Text extract.
Research Review

Study offers keen insights into professional development research

By Joellen Killion
October 2017
Vol. 38 No 5

At a glance

Rethinking how to analyze and conduct research on professional development yields new insights to inform practice.

The study

Kennedy, M. (2016). How does professional development improve teaching? Review of Educational Research, 86(4), 945-980.


A new approach to analyzing professional development research provides both researchers and education practitioners useful information to guide their practice.

Study description

Mary Kennedy conducts a review and analysis of the research on professional development in K-12 U.S. schools in the core content areas published since 1975.

Acknowledging that past reviews of professional development research based on its core features have insufficiently considered the variance in research designs and professional development content and design, Kennedy approaches the review with different theories of action about how professional development influences teacher learning and enactment of learning in practice.

The analysis yields a graphical as well as a statistical representation of effects that allows for alternative comparison of studies across contexts and for various types of interpretation. Kennedy’s review sorts programs based on their theories of action. The theories of action include the core problems of practice the professional development addresses and the pedagogical approaches to teacher learning that supports and leads to enactment of learning.

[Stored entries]

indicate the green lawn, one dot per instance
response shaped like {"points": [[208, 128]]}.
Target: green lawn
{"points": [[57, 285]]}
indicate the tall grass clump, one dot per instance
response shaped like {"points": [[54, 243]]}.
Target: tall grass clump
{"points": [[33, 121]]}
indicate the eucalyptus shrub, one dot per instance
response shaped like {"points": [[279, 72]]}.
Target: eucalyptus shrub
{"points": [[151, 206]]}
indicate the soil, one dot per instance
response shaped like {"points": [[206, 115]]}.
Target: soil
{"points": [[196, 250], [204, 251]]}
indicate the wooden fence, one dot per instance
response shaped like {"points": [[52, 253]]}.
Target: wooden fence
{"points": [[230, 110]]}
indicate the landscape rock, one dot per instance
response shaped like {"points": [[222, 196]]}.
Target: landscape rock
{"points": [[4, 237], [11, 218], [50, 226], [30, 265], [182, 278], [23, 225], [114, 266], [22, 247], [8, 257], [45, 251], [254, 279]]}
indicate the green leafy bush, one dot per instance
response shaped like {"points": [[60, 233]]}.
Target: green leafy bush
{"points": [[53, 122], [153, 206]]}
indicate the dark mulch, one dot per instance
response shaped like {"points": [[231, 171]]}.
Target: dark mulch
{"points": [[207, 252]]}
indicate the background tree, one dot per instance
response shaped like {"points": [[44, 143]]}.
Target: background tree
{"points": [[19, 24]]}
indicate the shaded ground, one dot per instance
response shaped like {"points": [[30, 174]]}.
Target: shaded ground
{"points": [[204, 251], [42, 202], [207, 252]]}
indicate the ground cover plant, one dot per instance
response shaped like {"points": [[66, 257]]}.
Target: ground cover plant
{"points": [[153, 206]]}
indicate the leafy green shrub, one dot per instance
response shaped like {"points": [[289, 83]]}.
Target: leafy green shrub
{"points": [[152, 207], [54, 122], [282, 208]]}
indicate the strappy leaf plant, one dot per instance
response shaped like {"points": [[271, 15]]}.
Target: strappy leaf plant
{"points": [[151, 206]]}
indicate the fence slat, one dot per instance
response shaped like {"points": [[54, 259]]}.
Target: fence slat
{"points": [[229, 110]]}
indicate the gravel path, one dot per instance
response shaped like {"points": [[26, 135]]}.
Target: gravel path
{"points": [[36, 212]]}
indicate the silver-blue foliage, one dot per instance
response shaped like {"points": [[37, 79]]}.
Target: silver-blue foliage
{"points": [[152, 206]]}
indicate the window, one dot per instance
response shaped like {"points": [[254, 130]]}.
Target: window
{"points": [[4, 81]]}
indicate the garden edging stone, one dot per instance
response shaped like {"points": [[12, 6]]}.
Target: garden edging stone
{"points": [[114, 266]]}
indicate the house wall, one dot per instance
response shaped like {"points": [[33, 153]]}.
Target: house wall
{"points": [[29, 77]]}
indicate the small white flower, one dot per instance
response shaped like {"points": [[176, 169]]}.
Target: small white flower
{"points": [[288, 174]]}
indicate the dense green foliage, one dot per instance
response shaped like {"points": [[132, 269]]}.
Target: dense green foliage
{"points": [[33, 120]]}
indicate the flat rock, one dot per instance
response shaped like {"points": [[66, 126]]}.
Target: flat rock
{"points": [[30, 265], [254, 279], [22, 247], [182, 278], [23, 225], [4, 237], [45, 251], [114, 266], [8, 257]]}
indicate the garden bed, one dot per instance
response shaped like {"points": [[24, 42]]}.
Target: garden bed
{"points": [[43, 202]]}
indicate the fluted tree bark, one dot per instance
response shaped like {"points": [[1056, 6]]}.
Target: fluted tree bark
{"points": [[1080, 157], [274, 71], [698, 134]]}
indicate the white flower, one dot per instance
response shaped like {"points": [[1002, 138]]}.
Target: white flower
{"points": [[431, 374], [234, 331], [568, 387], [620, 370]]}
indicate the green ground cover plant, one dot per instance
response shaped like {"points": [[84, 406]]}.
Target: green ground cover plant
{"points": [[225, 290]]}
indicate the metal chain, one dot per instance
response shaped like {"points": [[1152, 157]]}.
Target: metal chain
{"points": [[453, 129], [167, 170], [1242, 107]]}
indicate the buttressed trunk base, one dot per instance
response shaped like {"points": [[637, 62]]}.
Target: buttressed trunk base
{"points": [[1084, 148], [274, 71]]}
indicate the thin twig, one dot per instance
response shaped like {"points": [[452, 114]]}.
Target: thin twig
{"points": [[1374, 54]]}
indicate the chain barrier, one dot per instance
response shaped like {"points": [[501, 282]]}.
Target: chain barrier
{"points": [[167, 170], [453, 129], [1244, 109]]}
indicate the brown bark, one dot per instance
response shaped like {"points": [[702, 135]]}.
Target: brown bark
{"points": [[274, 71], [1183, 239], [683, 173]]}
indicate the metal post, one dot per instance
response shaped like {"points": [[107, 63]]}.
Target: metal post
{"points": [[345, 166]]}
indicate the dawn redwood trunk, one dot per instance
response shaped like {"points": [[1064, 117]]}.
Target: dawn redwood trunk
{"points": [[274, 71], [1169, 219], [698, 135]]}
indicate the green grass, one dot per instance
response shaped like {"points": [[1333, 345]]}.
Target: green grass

Problems.
1: Reproduce the passage of the research review on professional development starting with "Study description" and going on through "learning in practice.".
2: Answer these questions using the research review on professional development.
(a) Who wrote the research review?
(b) In which journal did Kennedy's study appear?
(c) Since what year was the research that Kennedy analyzed published?
3: Resume the research review on professional development after its last sentence and keep writing it.

Exercise responses.
1:
Study description

Mary Kennedy conducts a review and analysis of the research on professional development in K-12 U.S. schools in the core content areas published since 1975.

Acknowledging that past reviews of professional development research based on its core features have insufficiently considered the variance in research designs and professional development content and design, Kennedy approaches the review with different theories of action about how professional development influences teacher learning and enactment of learning in practice.

2:
(a) Joellen Killion
(b) Review of Educational Research
(c) 1975

3:
Kennedy seeks to answer several questions.

How do different professional development programs influence teacher learning?

What problems of practice do professional development programs aim to address?

What pedagogical approaches do professional development programs use to facilitate enactment or application of the content?

What insights does a new approach to computing and displaying effect size of professional development studies between 1975 and 2014 that mitigates variances in studies of differing sample sizes, research designs, statistical analyses, and units of analysis offer researchers and practitioners?


Kennedy conducted a search for experimental studies of professional development in core academic content areas (literacy, math, sciences, and social studies) within K-12 U.S schools between 1975 and 2014. She established the review criteria as studies:

  1. Of professional development only and excluded those with concomitant supports, such as curriculum or technology;
  2. Conducted in the U.S. only to accommodate the unique context of education, namely the lack of a national curriculum;
  3. With evidence of student achievement either on distal measures of student achievement such as standardized assessments or state tests, coded as M1 outcomes, or proximal program-specific assessments of student achievement, coded as M2 outcomes;
  4. With controls for teacher motivation to learn, namely voluntary participation versus mandatory participation;
  5. With a minimum duration of one year; and
  6. That follow teachers over time, rather than students.

The search yielded 28 studies to include in the analysis. Kennedy then designed a method for computing an estimate of program effects that accounted for sample size, unit of analysis, research design, and the study’s statistical procedures to minimize variance in effect sizes across studies.


Kennedy sorted the professional development programs included in the 28 studies based on two aspects of their theories of action, the program’s content and its approach to enacting the learning. The four content strands relate to the common problems of practice that challenge teachers: portraying the content to students so that they can learn it; managing student behavior; enlisting student participation; and exposing students’ thinking to assess learning.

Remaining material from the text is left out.